*** Extracted text
Houston Detainees Shipped to Private Jails in Mississippi and Louisiana
by Anthony W. Accurso
With the Harris County Jail (HCJ) short 139 guards, minimum staffing ratios set by the Texas Commission on Jail Standards (TCJS) have mathematically capped the number of beds that can be filled at the Houston lockup. As a result, the County has been shipping excess detainees to privately-operated jails—CoreCivic’s Tallahatchie County Correctional Facility in Mississippi and two for-profit prisons run by LaSalle Corrections in Texas and Louisiana.
Meanwhile, when TCJS inspectors gave their signoff to a safety inspection on August 20, 2024, it was HCJ’s first passing grade in nearly two years. Yet the score may not have been fairly earned; TCJS admitted providing “technical assistance” to jailers during the inspection. TCJS Executive Director Brandon Wood insisted that the help amounted to nothing more than a “clarification” of agency standards “to make sure that everybody was on the same page and had a clear understanding of what would be expected.” But inspectors found that jailers were miscalculating the state-mandated minimum staff-to-detainee ratio, on top of which 15 of some 15,500 required guard rounds were logged late.
******
**Task brief:** Recast the paragraph of the Houston jail article that begins "With the Harris County Jail" as a brief bulleted list that keeps its main facts.
*** Dataset records
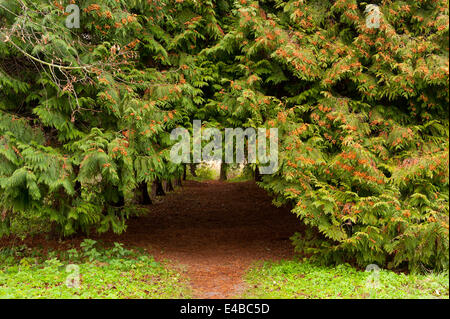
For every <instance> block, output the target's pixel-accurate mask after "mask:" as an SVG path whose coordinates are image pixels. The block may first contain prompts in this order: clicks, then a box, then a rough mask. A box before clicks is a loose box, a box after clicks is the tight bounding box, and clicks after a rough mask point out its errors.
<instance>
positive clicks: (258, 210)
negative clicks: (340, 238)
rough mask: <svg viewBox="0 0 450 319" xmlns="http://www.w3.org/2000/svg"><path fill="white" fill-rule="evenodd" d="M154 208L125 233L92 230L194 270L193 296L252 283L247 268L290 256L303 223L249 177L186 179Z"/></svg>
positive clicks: (190, 271)
mask: <svg viewBox="0 0 450 319" xmlns="http://www.w3.org/2000/svg"><path fill="white" fill-rule="evenodd" d="M148 210H149V212H148V214H145V215H143V216H140V217H136V218H133V219H131V220H129V221H128V229H127V231H126V232H125V233H124V234H122V235H116V234H113V233H106V234H102V235H97V234H92V235H91V236H89V238H91V239H94V240H97V241H100V242H103V243H104V244H107V245H108V244H112V243H114V242H120V243H123V244H124V245H125V247H130V248H132V247H140V248H144V249H145V250H146V251H147V252H148V253H149V254H150V255H152V256H154V258H155V259H156V260H157V261H166V262H168V263H169V265H170V266H171V267H174V268H175V269H177V270H178V271H181V272H182V273H183V274H184V275H185V276H186V277H187V278H188V280H189V282H190V285H191V289H192V297H193V298H237V297H239V296H240V295H241V294H242V293H243V292H244V291H245V290H246V289H248V288H251V287H246V284H245V282H244V278H243V277H244V275H245V273H246V272H247V270H248V269H249V268H250V267H251V266H253V265H255V263H257V262H261V261H278V260H281V259H291V258H292V257H293V255H294V248H293V245H292V243H291V241H290V240H289V237H290V236H292V235H293V234H294V233H295V232H296V231H301V229H302V226H301V225H302V224H301V223H300V222H299V221H298V219H297V217H296V216H294V215H293V214H292V213H291V212H290V211H289V209H288V208H277V207H275V206H274V205H273V204H272V203H271V198H270V197H269V196H268V195H267V194H266V192H265V191H264V190H262V189H260V188H259V187H258V186H257V185H256V184H255V183H254V182H249V181H248V182H236V183H230V182H220V181H204V182H196V181H186V182H184V183H183V187H182V188H178V189H177V190H176V191H174V192H171V193H169V194H168V195H167V196H164V197H162V201H161V202H160V203H155V204H153V205H149V206H148ZM83 239H84V237H81V236H80V237H76V238H72V239H67V240H64V241H58V240H54V241H53V240H46V239H43V238H42V237H40V236H38V237H34V238H30V239H26V240H25V242H24V243H25V244H26V245H27V246H28V247H33V246H41V247H42V246H44V248H49V249H63V248H66V249H68V248H71V247H74V246H75V247H76V246H78V245H79V243H80V242H81V241H82V240H83ZM1 244H2V243H0V246H1ZM9 244H11V243H9Z"/></svg>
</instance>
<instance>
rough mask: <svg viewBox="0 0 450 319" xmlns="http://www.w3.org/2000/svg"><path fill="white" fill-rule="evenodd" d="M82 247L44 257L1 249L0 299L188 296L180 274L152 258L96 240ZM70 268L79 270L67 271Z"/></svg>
mask: <svg viewBox="0 0 450 319" xmlns="http://www.w3.org/2000/svg"><path fill="white" fill-rule="evenodd" d="M84 244H85V245H84V246H83V247H82V249H81V250H75V249H72V250H69V251H63V252H55V251H53V252H50V253H49V254H47V255H46V256H45V257H44V256H41V253H39V252H36V251H32V252H29V253H28V254H27V255H28V256H26V257H24V256H23V254H22V257H18V256H17V252H15V251H11V250H10V251H8V250H3V251H1V252H0V298H3V299H5V298H8V299H9V298H24V299H25V298H33V299H35V298H44V299H48V298H50V299H55V298H57V299H65V298H81V299H88V298H99V299H107V298H152V299H156V298H188V297H189V294H190V291H189V289H188V288H187V287H188V286H187V284H186V281H185V280H184V279H182V277H181V275H180V274H179V273H177V272H175V271H173V270H169V269H167V268H166V267H164V265H163V264H161V263H158V262H156V261H155V260H154V259H153V258H152V257H151V256H148V255H147V254H145V253H137V252H135V251H132V250H127V249H124V248H123V247H122V246H121V245H120V244H117V243H116V244H115V247H114V248H112V249H98V248H96V247H95V241H89V240H88V243H87V244H86V241H85V242H84ZM82 245H83V244H82ZM69 264H73V265H75V266H70V267H69V268H68V267H67V265H69ZM71 267H72V268H71ZM77 272H78V273H79V277H78V276H77ZM72 278H74V279H72ZM77 278H79V282H78V283H79V285H78V288H77V286H76V283H77ZM67 281H68V282H69V284H72V287H70V286H68V285H67V284H66V283H67ZM74 284H75V285H74Z"/></svg>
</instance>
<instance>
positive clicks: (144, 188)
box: [138, 182, 152, 205]
mask: <svg viewBox="0 0 450 319" xmlns="http://www.w3.org/2000/svg"><path fill="white" fill-rule="evenodd" d="M138 190H139V192H140V194H139V195H140V197H139V204H141V205H149V204H151V203H152V200H151V198H150V195H149V193H148V187H147V183H145V182H142V183H140V184H139V186H138Z"/></svg>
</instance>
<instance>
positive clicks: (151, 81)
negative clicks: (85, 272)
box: [0, 0, 449, 271]
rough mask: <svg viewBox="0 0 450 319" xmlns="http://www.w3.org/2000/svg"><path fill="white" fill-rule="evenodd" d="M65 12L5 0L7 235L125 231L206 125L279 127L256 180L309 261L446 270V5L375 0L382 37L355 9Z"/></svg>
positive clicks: (380, 29)
mask: <svg viewBox="0 0 450 319" xmlns="http://www.w3.org/2000/svg"><path fill="white" fill-rule="evenodd" d="M66 4H68V1H65V2H64V3H62V4H60V3H59V2H54V3H50V2H48V1H44V0H40V1H31V0H24V1H20V2H17V1H11V0H0V16H1V18H0V88H1V91H0V134H1V135H0V145H1V147H0V213H1V216H0V217H1V218H0V235H1V234H7V233H10V232H11V230H12V228H11V225H14V224H16V225H17V224H18V223H19V224H20V220H26V219H23V216H24V215H26V216H27V218H29V219H33V220H42V221H45V222H46V223H47V224H51V225H52V227H55V228H56V230H57V231H58V232H59V233H60V234H62V235H70V234H73V233H75V232H79V231H83V232H86V233H87V232H89V231H90V230H92V229H95V230H97V231H99V232H105V231H108V230H112V231H114V232H116V233H120V232H123V231H124V230H125V229H126V219H127V218H128V217H130V215H132V214H135V213H137V210H136V209H135V208H136V207H135V206H136V205H135V204H136V198H135V194H137V193H138V192H136V191H135V190H136V189H137V188H138V187H139V186H140V185H142V183H151V182H153V181H154V180H156V179H159V180H164V179H166V180H169V179H172V178H176V177H179V176H181V174H182V171H183V170H182V167H181V166H180V165H175V164H173V163H171V162H170V160H169V149H170V147H171V145H172V141H170V138H169V132H170V131H171V129H172V128H174V127H177V126H184V127H187V128H189V129H191V125H192V124H191V123H192V119H200V120H202V121H203V122H204V124H205V125H206V126H208V127H218V128H223V127H255V128H256V127H267V128H270V127H277V128H278V129H279V164H280V165H279V170H278V172H277V173H275V174H273V175H271V176H264V178H263V180H262V182H261V183H260V185H261V186H262V187H263V188H265V189H266V190H268V191H269V192H270V193H271V194H273V195H274V197H275V200H274V202H275V203H276V204H283V203H285V204H286V203H287V204H290V205H292V206H293V207H294V208H293V212H294V213H295V214H296V215H298V217H299V219H300V220H301V221H302V222H303V223H305V224H306V225H308V227H309V228H310V229H311V231H312V234H314V238H313V239H311V240H310V238H300V237H299V236H297V239H296V240H295V243H296V244H297V249H298V250H299V251H301V252H303V253H307V254H310V255H312V256H313V257H314V258H317V259H318V260H321V261H323V262H326V263H335V262H343V261H356V262H357V263H359V264H360V265H364V266H365V265H367V264H369V263H373V262H377V263H378V264H380V265H383V266H386V267H389V268H395V267H403V266H406V265H407V266H408V267H409V268H410V269H411V270H418V271H424V270H426V269H448V265H449V254H448V251H449V236H448V226H449V210H448V207H449V202H448V197H449V170H448V166H449V157H448V152H449V112H448V104H449V63H448V60H449V55H448V52H449V46H448V36H449V34H448V25H449V24H448V21H449V20H448V16H449V15H448V14H449V13H448V12H449V10H448V2H447V1H444V0H436V1H429V0H420V1H412V0H406V1H405V0H403V1H397V0H395V1H381V2H380V12H381V18H380V28H376V29H371V28H368V27H367V26H366V15H365V13H364V10H365V6H366V4H365V2H363V1H357V0H338V1H323V0H307V1H296V0H291V1H278V0H276V1H266V0H261V1H249V0H241V1H225V0H222V1H216V2H212V1H208V0H203V1H193V0H192V1H191V0H184V1H168V0H160V1H144V0H133V1H126V2H125V1H109V0H103V1H97V2H95V1H93V0H84V1H77V4H78V5H79V6H80V8H81V11H82V27H81V28H80V29H68V28H66V27H65V26H64V19H65V16H64V12H63V11H64V5H66ZM259 164H260V163H257V165H259ZM257 165H256V166H257ZM306 243H307V244H306Z"/></svg>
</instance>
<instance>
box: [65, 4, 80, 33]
mask: <svg viewBox="0 0 450 319" xmlns="http://www.w3.org/2000/svg"><path fill="white" fill-rule="evenodd" d="M65 12H66V13H68V16H67V17H66V27H67V28H69V29H78V28H79V27H80V7H79V6H77V5H76V4H69V5H68V6H67V7H66V10H65Z"/></svg>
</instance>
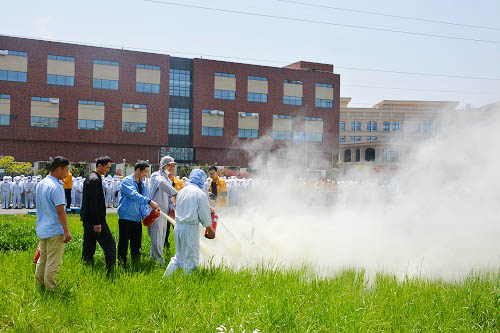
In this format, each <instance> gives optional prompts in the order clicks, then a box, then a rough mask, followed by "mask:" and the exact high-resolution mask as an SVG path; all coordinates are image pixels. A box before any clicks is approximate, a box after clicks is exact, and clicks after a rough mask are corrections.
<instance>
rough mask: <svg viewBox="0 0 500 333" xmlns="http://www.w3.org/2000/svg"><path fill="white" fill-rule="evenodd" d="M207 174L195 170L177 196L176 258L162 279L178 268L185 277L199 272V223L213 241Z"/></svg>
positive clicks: (168, 264)
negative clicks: (204, 227)
mask: <svg viewBox="0 0 500 333" xmlns="http://www.w3.org/2000/svg"><path fill="white" fill-rule="evenodd" d="M206 178H207V174H206V173H205V172H204V171H203V170H200V169H194V170H193V171H191V174H190V175H189V185H188V186H186V187H184V188H183V189H182V190H180V191H179V193H178V194H177V202H176V210H175V215H176V216H175V222H176V226H175V229H174V238H175V250H176V253H175V257H172V259H171V260H170V263H169V264H168V267H167V269H166V270H165V273H164V274H163V277H166V276H169V275H171V274H173V273H174V272H175V271H176V270H177V269H178V268H183V269H184V274H189V273H191V272H192V271H194V270H196V269H197V267H198V265H199V262H200V232H199V229H198V228H199V227H198V224H201V225H202V226H203V227H205V229H206V231H207V233H208V237H209V238H214V237H215V231H214V230H213V229H212V218H211V216H210V207H209V205H208V197H207V195H206V194H205V193H204V192H203V190H202V189H203V185H204V184H205V180H206Z"/></svg>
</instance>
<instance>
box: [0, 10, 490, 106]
mask: <svg viewBox="0 0 500 333" xmlns="http://www.w3.org/2000/svg"><path fill="white" fill-rule="evenodd" d="M158 1H162V2H163V3H156V2H155V3H153V2H148V1H144V0H101V1H96V0H85V1H61V0H51V1H38V0H29V1H28V0H17V1H8V2H5V3H3V4H2V12H3V13H10V14H9V15H5V14H4V15H2V20H0V34H3V35H11V36H22V37H29V38H41V39H50V40H58V41H67V42H76V43H79V44H88V45H94V44H97V45H103V46H104V45H106V46H115V47H123V48H125V49H149V50H157V51H156V52H155V53H167V54H170V55H173V56H180V57H188V58H198V57H200V56H202V57H203V58H208V59H219V60H226V61H234V62H242V63H254V64H259V65H269V66H275V67H282V66H285V65H286V64H287V63H293V62H296V61H299V60H303V61H313V62H321V63H329V64H333V65H334V66H336V67H335V73H338V74H340V75H341V87H340V93H341V96H343V97H352V102H351V104H350V106H353V107H369V106H370V105H373V104H376V103H378V102H379V101H381V100H384V99H404V100H450V101H459V102H461V105H462V106H463V105H465V104H472V105H473V106H481V105H484V104H488V103H492V102H495V101H498V100H500V64H499V61H498V59H500V22H498V17H499V16H500V1H498V0H481V1H474V2H473V1H468V0H440V1H435V0H418V1H409V0H406V1H396V0H379V1H368V0H350V1H347V0H339V1H329V0H296V2H303V3H309V4H316V5H321V6H330V7H338V8H344V9H351V10H357V11H370V12H376V13H383V14H388V15H396V16H406V17H414V18H422V19H428V20H438V21H446V22H454V23H460V24H465V25H477V26H484V27H490V28H496V30H495V29H479V28H472V27H463V26H457V25H444V24H436V23H430V22H422V21H415V20H408V19H401V18H393V17H387V16H377V15H370V14H364V13H359V12H352V11H341V10H334V9H330V8H324V7H313V6H307V5H303V4H297V3H291V2H283V1H277V0H253V1H229V0H211V1H208V0H188V1H184V0H170V1H167V0H165V1H163V0H158ZM165 2H171V3H180V4H187V5H194V6H203V7H211V8H221V9H226V10H233V11H242V12H251V13H259V14H265V15H272V16H282V17H292V18H299V19H302V20H308V21H321V22H332V23H335V24H340V25H355V26H364V27H372V28H377V29H389V30H400V31H410V32H418V33H423V34H434V35H446V36H455V37H461V38H468V39H480V40H487V41H494V42H496V43H491V42H476V41H470V40H458V39H446V38H436V37H430V36H417V35H411V34H401V33H391V32H384V31H376V30H368V29H359V28H353V27H346V26H338V25H326V24H317V23H312V22H298V21H291V20H283V19H278V18H269V17H259V16H251V15H242V14H237V13H228V12H217V11H209V10H204V9H199V8H188V7H181V6H173V5H167V4H166V3H165ZM0 46H1V45H0ZM217 56H222V57H232V58H220V57H217ZM237 58H240V59H237ZM241 58H246V59H257V60H242V59H241ZM341 67H344V68H341ZM345 67H355V68H368V69H380V70H389V71H399V72H417V73H430V74H440V75H441V74H442V75H448V76H450V75H451V76H467V77H481V78H491V79H494V80H479V79H462V78H449V77H435V76H422V75H408V74H394V73H383V72H374V71H364V70H353V69H346V68H345ZM387 88H391V89H387ZM394 88H395V89H394ZM410 89H414V90H410ZM421 90H425V91H421ZM428 90H431V91H428Z"/></svg>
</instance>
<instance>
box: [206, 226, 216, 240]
mask: <svg viewBox="0 0 500 333" xmlns="http://www.w3.org/2000/svg"><path fill="white" fill-rule="evenodd" d="M205 237H206V238H208V239H214V238H215V230H214V229H213V228H212V227H206V228H205Z"/></svg>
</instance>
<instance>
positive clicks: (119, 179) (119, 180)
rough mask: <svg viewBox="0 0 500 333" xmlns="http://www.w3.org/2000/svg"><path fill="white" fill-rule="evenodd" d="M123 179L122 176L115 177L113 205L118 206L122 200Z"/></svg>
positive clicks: (113, 192)
mask: <svg viewBox="0 0 500 333" xmlns="http://www.w3.org/2000/svg"><path fill="white" fill-rule="evenodd" d="M121 184H122V181H121V179H120V176H118V175H115V177H114V179H113V207H115V208H117V207H118V203H119V202H120V186H121Z"/></svg>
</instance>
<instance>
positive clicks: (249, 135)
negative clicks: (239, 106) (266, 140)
mask: <svg viewBox="0 0 500 333" xmlns="http://www.w3.org/2000/svg"><path fill="white" fill-rule="evenodd" d="M258 137H259V130H257V129H241V128H239V129H238V138H246V139H257V138H258Z"/></svg>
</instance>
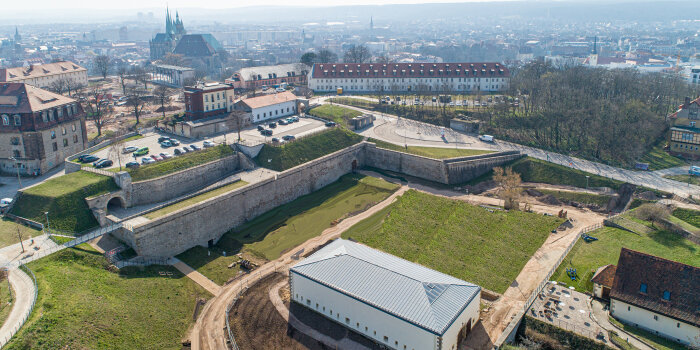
******
**Completed task:**
- The Harris County Jail (HCJ) is short 139 guards.
- Because of this, minimum staffing ratios set by the Texas Commission on Jail Standards (TCJS) cap how many beds can be filled there.
- The County has been sending excess detainees to privately operated jails: CoreCivic's Tallahatchie County Correctional Facility in Mississippi and two for-profit prisons run by LaSalle Corrections in Texas and Louisiana.